DATA EXCERPTS:

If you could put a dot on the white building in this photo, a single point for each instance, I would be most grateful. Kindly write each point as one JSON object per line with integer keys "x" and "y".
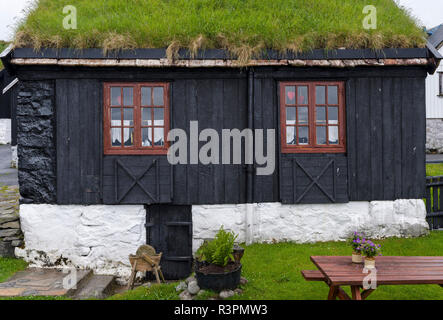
{"x": 434, "y": 100}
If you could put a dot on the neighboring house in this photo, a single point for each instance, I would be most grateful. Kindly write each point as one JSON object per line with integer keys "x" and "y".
{"x": 95, "y": 180}
{"x": 434, "y": 99}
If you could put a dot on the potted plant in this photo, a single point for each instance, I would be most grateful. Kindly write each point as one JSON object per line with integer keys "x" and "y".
{"x": 216, "y": 267}
{"x": 355, "y": 241}
{"x": 370, "y": 250}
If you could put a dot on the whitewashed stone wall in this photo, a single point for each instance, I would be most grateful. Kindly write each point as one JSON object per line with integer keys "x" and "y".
{"x": 95, "y": 237}
{"x": 101, "y": 237}
{"x": 434, "y": 135}
{"x": 5, "y": 131}
{"x": 270, "y": 222}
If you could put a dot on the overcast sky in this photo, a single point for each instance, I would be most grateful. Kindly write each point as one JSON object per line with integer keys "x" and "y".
{"x": 429, "y": 12}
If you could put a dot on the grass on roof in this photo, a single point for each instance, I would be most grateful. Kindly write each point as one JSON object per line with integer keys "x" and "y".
{"x": 3, "y": 46}
{"x": 240, "y": 26}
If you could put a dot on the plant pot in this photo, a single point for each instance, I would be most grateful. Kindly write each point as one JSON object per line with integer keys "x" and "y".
{"x": 356, "y": 257}
{"x": 238, "y": 253}
{"x": 369, "y": 263}
{"x": 219, "y": 281}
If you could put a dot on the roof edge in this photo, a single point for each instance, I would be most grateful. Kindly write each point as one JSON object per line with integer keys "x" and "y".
{"x": 220, "y": 54}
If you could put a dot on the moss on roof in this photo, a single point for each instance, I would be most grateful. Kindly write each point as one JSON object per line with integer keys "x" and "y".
{"x": 3, "y": 46}
{"x": 240, "y": 26}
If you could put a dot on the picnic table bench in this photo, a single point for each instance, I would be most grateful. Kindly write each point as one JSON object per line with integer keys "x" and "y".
{"x": 338, "y": 271}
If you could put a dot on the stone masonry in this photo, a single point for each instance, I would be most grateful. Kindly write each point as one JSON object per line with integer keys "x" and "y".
{"x": 36, "y": 142}
{"x": 10, "y": 233}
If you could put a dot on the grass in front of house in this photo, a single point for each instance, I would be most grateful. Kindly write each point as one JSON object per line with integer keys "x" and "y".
{"x": 274, "y": 271}
{"x": 434, "y": 169}
{"x": 241, "y": 26}
{"x": 9, "y": 266}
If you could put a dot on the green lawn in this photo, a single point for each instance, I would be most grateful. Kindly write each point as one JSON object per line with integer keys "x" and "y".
{"x": 240, "y": 26}
{"x": 434, "y": 169}
{"x": 273, "y": 271}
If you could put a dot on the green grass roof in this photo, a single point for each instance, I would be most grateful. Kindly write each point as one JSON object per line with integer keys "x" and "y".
{"x": 3, "y": 46}
{"x": 240, "y": 26}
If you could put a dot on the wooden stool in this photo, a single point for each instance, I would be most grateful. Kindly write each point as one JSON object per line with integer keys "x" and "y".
{"x": 145, "y": 260}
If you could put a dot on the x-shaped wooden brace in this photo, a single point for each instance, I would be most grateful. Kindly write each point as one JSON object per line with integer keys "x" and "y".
{"x": 314, "y": 181}
{"x": 136, "y": 181}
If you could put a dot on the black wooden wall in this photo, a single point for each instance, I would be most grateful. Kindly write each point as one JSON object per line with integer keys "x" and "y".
{"x": 385, "y": 158}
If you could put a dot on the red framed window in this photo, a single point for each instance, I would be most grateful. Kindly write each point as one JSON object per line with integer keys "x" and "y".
{"x": 136, "y": 118}
{"x": 312, "y": 117}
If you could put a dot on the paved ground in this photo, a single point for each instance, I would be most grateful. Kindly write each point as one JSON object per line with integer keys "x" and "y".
{"x": 40, "y": 282}
{"x": 8, "y": 176}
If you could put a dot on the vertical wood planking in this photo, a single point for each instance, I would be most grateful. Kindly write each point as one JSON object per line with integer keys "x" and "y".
{"x": 363, "y": 149}
{"x": 388, "y": 140}
{"x": 376, "y": 120}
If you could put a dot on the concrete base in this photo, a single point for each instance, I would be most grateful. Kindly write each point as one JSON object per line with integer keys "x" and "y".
{"x": 102, "y": 237}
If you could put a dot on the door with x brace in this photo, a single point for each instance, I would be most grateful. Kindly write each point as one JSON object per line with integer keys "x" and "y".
{"x": 313, "y": 179}
{"x": 137, "y": 180}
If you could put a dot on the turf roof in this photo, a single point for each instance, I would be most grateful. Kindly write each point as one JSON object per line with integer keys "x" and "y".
{"x": 240, "y": 26}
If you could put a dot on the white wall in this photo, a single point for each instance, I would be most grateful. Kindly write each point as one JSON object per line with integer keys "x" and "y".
{"x": 5, "y": 131}
{"x": 434, "y": 103}
{"x": 101, "y": 237}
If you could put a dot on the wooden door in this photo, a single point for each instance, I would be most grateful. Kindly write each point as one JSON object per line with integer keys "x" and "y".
{"x": 169, "y": 230}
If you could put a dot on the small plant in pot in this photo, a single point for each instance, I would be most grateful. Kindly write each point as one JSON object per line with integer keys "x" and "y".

TASK STATEMENT:
From the first line to the last, repeat the records exactly and skip the pictures.

RESPONSE TO THIS TASK:
If you could put a dot on the white building in this photo, a single point for each instance, I would be most grateful. Kindly write each point as one JSON object per line with integer keys "x" and "y".
{"x": 434, "y": 100}
If you could put a dot on the neighboring house in this photo, a single point for each instance, I would be most grateful. Kindly write each point as one JSON object per line with integer keys "x" and "y".
{"x": 95, "y": 180}
{"x": 434, "y": 99}
If you could put a dot on the potted plant in this photo, a single point for each instance, I would be most grateful. Kindly write each point as one JSON object per line with integer keys "x" and "y".
{"x": 216, "y": 267}
{"x": 355, "y": 241}
{"x": 370, "y": 250}
If you could put a dot on the whitewashed stone wall in this photo, a single point for each instance, I would be most grateful. Kindly write each point as one JSON object per line with integer keys "x" and "y".
{"x": 95, "y": 237}
{"x": 101, "y": 237}
{"x": 434, "y": 135}
{"x": 5, "y": 131}
{"x": 270, "y": 222}
If you could put a dot on the overcast sky in this photo, a single point for each instance, I would be most grateful. Kindly write each point as one JSON object per line with integer keys "x" and "y".
{"x": 429, "y": 12}
If you could put a dot on the grass on roof in this photo, a single point for each instance, I would be most grateful. Kindly write each point as one JSON object per line with integer keys "x" and "y".
{"x": 3, "y": 46}
{"x": 240, "y": 26}
If you could put a dot on the plant pot in this photo, a single point for each instance, I would be most grateful. Kindly write each point as one JSON object per line with integer keys "x" and "y".
{"x": 356, "y": 257}
{"x": 238, "y": 253}
{"x": 369, "y": 263}
{"x": 219, "y": 281}
If you could put a dot on the roof edge in this photo, a single point for each instance, I would be most grateful. Kindly write each point as one JSON object per line with integer keys "x" and "y".
{"x": 220, "y": 54}
If you could put a dot on the moss on roof in this photo, a single point for each instance, I would be most grateful. Kindly write each point as one JSON object per line with integer keys "x" and "y".
{"x": 3, "y": 46}
{"x": 240, "y": 26}
If you could put a dot on the picnic table bench in this photo, a single point for each instance, I would be most grateful. Kindly write each point as one JSON object per line with integer keys "x" and "y".
{"x": 338, "y": 271}
If you could put a dot on the stone masonry in this photo, a single point for each instance, I would be most grateful. Kindly write each point as one JSON object per line with integer keys "x" and "y".
{"x": 36, "y": 142}
{"x": 10, "y": 233}
If you could put a dot on the grass in front of house in this photo, a single point for each instance, I would be most grateful. Kindly write each point as one JSON object per line with integer keys "x" and "y".
{"x": 274, "y": 271}
{"x": 434, "y": 169}
{"x": 241, "y": 26}
{"x": 9, "y": 266}
If you could put a dot on the green lawn in this photo, a single point for each instance, I would be most grateful. Kindly write each point as one JSON object per line with integer keys "x" and "y".
{"x": 240, "y": 26}
{"x": 434, "y": 169}
{"x": 273, "y": 271}
If you could put a dot on the green grass roof in this photo, a single point for each instance, I would be most grateful. Kindly write each point as one JSON object per line with integer keys "x" and "y".
{"x": 3, "y": 46}
{"x": 240, "y": 26}
If you could put a dot on the wooden stool in this photo, a single point for each instance, I would be most grateful. Kindly write each point as one JSON object per line with integer keys "x" and "y".
{"x": 145, "y": 260}
If you could put a dot on the x-shaped wooden brace in this photo, a single point for each instance, I would be most grateful. Kindly write each point as one JSON object per line with integer keys "x" and "y".
{"x": 314, "y": 181}
{"x": 136, "y": 181}
If you could put a dot on the black wooden wall in this photo, a single point for each instance, I would be most grateful. Kindly write each point as one JSON object per line with integer keys "x" and "y".
{"x": 385, "y": 158}
If you could put a dot on the red framed window in this photo, a single point for each instance, I would be most grateful. Kindly write each point as one JSON object per line with integer keys "x" and "y".
{"x": 136, "y": 118}
{"x": 312, "y": 117}
If you could put a dot on the paved ground in this photo, a single point for each instance, I would be most grateful. Kindly write each point as one JSON object per line with integer keys "x" and "y".
{"x": 40, "y": 282}
{"x": 8, "y": 176}
If you could put a dot on the vertical wood planking in this photo, a single point for each instance, I would be most grateful. Kindly write each point as one JSON object per line with integer keys "x" and "y".
{"x": 363, "y": 149}
{"x": 388, "y": 140}
{"x": 376, "y": 120}
If you could put a dot on the concrete base in this photo, a single point for each instance, I would be most grateful. Kindly write each point as one JSON object per line with integer keys "x" and "y".
{"x": 102, "y": 237}
If you could put a dot on the door with x brace in this photo, a single point for each instance, I would be most grateful. Kindly write each point as one JSON object per line with integer keys "x" and "y".
{"x": 313, "y": 179}
{"x": 137, "y": 180}
If you could put a dot on the turf roof in this photo, a single point for each instance, I would be most grateful. Kindly write each point as one JSON object per line with integer keys "x" and "y".
{"x": 240, "y": 26}
If you could put a dot on the white wall in this photo, a single point for each instance, I would be most grateful. Kindly write each point as one JSON object per line with integer keys "x" and "y".
{"x": 5, "y": 131}
{"x": 434, "y": 103}
{"x": 101, "y": 237}
If you could put a dot on the wooden door in this photo, a single point for each instance, I would be most grateful. Kindly write each point as one JSON object per line with integer keys "x" and "y".
{"x": 169, "y": 230}
If you could put a dot on the small plant in pot in this photo, a single point for each instance, I would be most grateful. Kindly write each point as one JSON object per line with integer keys "x" and "y".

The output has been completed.